▸ Tasks to perform
- a) Answer these questions from the Andy Samberg article, one answer per line, marked the same way.
(i) Who will co-host the 76th Golden Globe Awards with Samberg?
(ii) Which awards show did Samberg host in 2015?
(iii) Who helped Samberg make promotional clips for the MTV Movie Awards he hosted in 2009?
- b) Update the passage of the Andy Samberg article starting at "Later that year, The" and ending at "and Michael Cera.", replacing "promotional clips" with "promotional videos".

▸ Document section
Andy Samberg will co-host the 76th Golden Globe Awards on Sunday night, and it should be known that the actor has a well-established success rate with award shows.
Samberg will take the stage at the Beverly Hilton on Sunday night alongside Sandra Oh. The two strike a perfect balance between comedy and drama, embodying the Golden Globes' reputation for meshing mediums, genres and all parts of the entertainment industry. While Oh will undoubtedly bring brevity and charm to the show, fans are counting on Samberg for some laughs.
Samberg has hosted several awards shows in his career, including the 67th Primetime Emmy Awards back in 2015. He is notorious for his high-production skits, his outlandish gags and his unapologetic comedy.
Samberg's professional career actually began with an awards show, in many ways. In 2005, before he and his comedy troupe The Lonely Island had really made their mark on the scene, they were hired to write for the 2005 MTV Movie Awards. The show was a huge success, and coupled with their viral Internet fame, it launched the trio into the mainstream.
Later that year, The Lonely Island was hired on Saturday Night Live, where they popularized Digital Shorts, now a staple of the show. They have gone on to do huge A-list collaborations, feature films, lauded TV and other work in the industry, yet Samberg and his friends are still known for award show stunts.
Hopefully, there are some high-jinks in store for Sunday night's Golden Globe Awards broadcast. In the meantime, here is a look back at some of Samberg's greatest award show moments over the years.
After writing for the show in 2005, Samberg returned to the MTV Movie Awards in 2009 as the host. Capitalizing on his internet success, Samberg made some surreal promotional clips for the award show with the help of Jack Black and Michael Cera.

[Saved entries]
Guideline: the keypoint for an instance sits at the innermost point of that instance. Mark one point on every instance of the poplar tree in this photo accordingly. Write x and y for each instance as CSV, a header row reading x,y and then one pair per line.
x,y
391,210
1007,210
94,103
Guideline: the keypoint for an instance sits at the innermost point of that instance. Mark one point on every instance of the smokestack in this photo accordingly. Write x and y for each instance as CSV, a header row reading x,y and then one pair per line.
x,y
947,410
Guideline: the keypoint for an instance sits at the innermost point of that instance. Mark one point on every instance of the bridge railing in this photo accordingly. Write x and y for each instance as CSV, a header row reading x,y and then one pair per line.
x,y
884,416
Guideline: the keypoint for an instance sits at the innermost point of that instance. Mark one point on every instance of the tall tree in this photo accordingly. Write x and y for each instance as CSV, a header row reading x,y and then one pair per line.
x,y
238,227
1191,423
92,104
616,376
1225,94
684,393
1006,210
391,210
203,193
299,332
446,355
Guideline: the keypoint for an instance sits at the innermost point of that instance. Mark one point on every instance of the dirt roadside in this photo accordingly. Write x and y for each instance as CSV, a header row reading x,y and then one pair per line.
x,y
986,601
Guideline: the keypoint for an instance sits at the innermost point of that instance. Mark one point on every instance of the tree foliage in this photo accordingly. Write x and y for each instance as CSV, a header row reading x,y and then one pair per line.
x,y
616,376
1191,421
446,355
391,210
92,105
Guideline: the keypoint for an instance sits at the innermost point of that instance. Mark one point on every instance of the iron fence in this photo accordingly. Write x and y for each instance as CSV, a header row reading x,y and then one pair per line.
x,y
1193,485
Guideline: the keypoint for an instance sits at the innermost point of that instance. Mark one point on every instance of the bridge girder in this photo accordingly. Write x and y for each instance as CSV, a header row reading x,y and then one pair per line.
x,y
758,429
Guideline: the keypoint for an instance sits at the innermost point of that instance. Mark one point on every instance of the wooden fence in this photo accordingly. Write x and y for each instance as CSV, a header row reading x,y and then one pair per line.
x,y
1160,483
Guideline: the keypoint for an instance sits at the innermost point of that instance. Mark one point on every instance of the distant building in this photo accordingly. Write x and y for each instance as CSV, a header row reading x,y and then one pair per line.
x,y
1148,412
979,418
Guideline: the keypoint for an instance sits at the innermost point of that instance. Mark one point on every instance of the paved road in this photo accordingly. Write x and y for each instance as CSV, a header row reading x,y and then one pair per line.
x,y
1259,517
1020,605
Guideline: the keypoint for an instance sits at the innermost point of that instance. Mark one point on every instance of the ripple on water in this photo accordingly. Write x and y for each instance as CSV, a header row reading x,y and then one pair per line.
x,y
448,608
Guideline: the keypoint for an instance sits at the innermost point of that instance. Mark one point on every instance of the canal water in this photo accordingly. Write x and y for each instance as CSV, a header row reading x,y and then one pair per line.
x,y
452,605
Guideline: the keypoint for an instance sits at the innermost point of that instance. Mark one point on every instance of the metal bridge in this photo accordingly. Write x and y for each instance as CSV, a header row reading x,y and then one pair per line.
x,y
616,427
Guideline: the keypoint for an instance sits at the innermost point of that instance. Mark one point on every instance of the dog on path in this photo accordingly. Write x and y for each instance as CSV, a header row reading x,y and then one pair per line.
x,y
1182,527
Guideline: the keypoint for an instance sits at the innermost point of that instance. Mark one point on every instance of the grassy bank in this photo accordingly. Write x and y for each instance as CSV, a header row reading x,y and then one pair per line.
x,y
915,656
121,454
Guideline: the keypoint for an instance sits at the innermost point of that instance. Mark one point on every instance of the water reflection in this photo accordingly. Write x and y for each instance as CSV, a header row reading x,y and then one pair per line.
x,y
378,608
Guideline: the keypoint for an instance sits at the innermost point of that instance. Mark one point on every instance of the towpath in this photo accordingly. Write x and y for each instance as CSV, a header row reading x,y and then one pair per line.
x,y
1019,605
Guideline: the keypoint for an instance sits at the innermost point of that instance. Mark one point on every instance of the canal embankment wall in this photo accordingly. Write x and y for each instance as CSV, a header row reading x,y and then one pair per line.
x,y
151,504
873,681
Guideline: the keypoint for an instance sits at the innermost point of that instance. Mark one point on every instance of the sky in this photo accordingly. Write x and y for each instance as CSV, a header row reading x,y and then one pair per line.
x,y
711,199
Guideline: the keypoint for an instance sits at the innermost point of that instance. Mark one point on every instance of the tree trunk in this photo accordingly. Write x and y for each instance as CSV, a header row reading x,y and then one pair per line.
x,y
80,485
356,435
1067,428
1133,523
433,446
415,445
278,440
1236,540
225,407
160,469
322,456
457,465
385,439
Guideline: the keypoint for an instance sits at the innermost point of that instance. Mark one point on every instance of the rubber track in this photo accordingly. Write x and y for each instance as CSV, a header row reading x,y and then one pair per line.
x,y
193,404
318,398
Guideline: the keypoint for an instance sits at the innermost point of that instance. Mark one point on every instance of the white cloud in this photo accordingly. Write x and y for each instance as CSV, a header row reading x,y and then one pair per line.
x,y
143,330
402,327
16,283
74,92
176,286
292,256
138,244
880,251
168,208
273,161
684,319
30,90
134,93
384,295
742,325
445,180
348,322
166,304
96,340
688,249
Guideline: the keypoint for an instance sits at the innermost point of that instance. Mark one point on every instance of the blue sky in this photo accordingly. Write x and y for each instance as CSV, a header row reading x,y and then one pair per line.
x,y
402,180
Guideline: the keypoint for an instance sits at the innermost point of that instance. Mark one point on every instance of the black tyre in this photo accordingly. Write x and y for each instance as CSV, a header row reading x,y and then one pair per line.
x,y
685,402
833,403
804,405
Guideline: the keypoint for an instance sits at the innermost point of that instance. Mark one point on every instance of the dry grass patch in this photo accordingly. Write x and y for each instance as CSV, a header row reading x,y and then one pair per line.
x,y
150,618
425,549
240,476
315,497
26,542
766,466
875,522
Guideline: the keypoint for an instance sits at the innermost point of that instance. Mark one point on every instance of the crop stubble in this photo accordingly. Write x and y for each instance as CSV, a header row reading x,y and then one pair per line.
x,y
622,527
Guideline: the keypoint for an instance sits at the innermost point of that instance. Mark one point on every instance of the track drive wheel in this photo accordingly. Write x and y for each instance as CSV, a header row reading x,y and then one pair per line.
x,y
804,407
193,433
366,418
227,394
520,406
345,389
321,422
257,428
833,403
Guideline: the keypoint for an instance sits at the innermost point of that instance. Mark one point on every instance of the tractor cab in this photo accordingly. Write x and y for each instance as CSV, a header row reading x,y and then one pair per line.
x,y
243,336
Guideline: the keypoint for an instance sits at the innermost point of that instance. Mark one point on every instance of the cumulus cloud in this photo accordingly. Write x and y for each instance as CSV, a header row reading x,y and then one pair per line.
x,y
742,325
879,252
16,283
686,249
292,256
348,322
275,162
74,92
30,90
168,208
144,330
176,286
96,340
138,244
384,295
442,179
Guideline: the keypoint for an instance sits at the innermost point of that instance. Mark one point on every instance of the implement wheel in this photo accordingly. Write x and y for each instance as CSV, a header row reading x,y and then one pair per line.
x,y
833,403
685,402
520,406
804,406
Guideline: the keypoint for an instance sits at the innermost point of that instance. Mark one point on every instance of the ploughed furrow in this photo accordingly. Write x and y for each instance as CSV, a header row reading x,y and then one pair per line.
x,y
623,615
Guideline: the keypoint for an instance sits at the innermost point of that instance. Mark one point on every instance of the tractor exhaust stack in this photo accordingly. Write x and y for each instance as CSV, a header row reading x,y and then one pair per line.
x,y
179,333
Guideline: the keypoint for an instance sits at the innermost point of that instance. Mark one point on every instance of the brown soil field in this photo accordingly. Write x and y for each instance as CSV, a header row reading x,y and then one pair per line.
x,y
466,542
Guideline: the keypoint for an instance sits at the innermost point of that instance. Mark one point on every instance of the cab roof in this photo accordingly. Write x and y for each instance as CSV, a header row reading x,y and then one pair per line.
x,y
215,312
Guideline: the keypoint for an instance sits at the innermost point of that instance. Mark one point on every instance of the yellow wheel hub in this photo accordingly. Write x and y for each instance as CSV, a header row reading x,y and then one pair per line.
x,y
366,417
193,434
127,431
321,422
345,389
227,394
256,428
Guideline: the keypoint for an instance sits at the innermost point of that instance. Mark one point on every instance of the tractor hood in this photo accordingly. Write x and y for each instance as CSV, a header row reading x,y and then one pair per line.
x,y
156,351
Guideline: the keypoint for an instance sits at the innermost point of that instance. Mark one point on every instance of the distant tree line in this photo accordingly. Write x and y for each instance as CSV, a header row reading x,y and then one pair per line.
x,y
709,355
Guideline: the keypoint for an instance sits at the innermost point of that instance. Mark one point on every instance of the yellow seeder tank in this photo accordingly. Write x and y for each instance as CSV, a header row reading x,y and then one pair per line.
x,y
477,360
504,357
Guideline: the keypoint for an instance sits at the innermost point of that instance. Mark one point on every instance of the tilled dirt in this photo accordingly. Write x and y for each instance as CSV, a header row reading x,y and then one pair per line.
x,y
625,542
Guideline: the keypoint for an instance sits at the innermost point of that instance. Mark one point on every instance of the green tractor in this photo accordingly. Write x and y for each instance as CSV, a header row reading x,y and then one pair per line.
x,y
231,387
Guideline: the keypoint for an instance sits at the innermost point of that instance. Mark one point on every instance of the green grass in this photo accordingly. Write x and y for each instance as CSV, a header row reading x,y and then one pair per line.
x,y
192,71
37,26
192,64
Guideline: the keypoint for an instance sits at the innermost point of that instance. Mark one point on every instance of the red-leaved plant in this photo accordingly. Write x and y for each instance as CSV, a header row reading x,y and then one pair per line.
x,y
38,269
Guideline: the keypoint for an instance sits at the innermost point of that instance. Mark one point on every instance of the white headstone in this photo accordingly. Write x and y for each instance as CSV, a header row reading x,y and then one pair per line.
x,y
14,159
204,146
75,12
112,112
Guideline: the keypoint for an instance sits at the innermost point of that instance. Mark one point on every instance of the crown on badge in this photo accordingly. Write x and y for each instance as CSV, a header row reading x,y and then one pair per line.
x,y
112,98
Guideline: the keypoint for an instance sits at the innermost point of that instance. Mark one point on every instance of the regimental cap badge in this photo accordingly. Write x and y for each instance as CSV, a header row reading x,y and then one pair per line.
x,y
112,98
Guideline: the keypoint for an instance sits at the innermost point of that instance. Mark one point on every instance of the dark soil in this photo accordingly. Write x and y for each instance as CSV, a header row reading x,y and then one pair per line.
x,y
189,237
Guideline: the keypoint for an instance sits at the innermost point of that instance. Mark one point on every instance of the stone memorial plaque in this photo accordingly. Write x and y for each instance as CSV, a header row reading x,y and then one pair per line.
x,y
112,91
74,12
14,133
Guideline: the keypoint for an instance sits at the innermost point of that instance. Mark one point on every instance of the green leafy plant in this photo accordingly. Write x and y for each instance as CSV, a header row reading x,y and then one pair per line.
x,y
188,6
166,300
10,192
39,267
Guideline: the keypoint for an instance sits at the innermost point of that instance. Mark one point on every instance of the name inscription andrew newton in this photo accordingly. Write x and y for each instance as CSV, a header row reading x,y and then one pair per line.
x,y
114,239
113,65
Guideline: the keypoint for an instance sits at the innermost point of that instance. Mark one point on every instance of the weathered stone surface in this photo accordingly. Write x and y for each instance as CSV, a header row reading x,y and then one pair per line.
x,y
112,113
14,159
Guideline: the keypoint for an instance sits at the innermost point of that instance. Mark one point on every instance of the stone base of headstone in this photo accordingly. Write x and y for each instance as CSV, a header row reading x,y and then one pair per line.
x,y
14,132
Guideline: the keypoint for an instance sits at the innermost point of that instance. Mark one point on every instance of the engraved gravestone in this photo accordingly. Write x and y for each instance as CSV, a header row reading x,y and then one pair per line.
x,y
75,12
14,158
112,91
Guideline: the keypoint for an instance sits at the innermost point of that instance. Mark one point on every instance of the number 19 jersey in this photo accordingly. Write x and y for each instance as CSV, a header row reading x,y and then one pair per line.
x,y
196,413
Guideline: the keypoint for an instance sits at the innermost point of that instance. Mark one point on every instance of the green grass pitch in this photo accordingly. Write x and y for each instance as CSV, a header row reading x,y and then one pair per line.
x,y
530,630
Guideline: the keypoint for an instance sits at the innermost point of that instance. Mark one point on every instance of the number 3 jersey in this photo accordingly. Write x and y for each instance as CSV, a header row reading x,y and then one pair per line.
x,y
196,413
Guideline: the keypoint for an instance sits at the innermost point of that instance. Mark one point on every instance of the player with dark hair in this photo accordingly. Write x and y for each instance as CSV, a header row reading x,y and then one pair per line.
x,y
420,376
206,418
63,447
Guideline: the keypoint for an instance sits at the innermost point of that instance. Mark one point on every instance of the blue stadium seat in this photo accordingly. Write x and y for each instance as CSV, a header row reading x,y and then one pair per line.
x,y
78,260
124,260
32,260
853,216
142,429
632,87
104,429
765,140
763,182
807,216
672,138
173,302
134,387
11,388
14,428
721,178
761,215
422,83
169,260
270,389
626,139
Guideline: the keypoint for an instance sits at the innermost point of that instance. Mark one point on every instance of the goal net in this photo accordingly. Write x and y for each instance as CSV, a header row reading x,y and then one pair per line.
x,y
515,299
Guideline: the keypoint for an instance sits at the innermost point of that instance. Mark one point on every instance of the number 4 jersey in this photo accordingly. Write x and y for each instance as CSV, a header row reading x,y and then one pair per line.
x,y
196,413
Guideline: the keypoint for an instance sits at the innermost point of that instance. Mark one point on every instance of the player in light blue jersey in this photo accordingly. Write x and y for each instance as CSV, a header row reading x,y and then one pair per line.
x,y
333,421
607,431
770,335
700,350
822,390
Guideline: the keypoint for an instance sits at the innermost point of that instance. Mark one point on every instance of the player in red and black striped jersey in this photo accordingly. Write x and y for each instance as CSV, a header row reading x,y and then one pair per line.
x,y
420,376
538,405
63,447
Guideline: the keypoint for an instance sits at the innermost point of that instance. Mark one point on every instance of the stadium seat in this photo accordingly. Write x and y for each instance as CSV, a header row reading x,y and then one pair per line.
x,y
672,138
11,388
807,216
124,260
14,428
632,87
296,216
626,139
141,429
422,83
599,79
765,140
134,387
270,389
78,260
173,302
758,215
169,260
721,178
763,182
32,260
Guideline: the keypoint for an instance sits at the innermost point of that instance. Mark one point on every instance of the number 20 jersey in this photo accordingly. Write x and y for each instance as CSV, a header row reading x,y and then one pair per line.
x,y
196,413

▸ Task-by-task solutions
- a)
(i) Sandra Oh
(ii) The 67th Primetime Emmy Awards
(iii) Jack Black and Michael Cera

- b)
Later that year, The Lonely Island was hired on Saturday Night Live, where they popularized Digital Shorts, now a staple of the show. They have gone on to do huge A-list collaborations, feature films, lauded TV and other work in the industry, yet Samberg and his friends are still known for award show stunts.
Hopefully, there are some high-jinks in store for Sunday night's Golden Globe Awards broadcast. In the meantime, here is a look back at some of Samberg's greatest award show moments over the years.
After writing for the show in 2005, Samberg returned to the MTV Movie Awards in 2009 as the host. Capitalizing on his internet success, Samberg made some surreal promotional videos for the award show with the help of Jack Black and Michael Cera.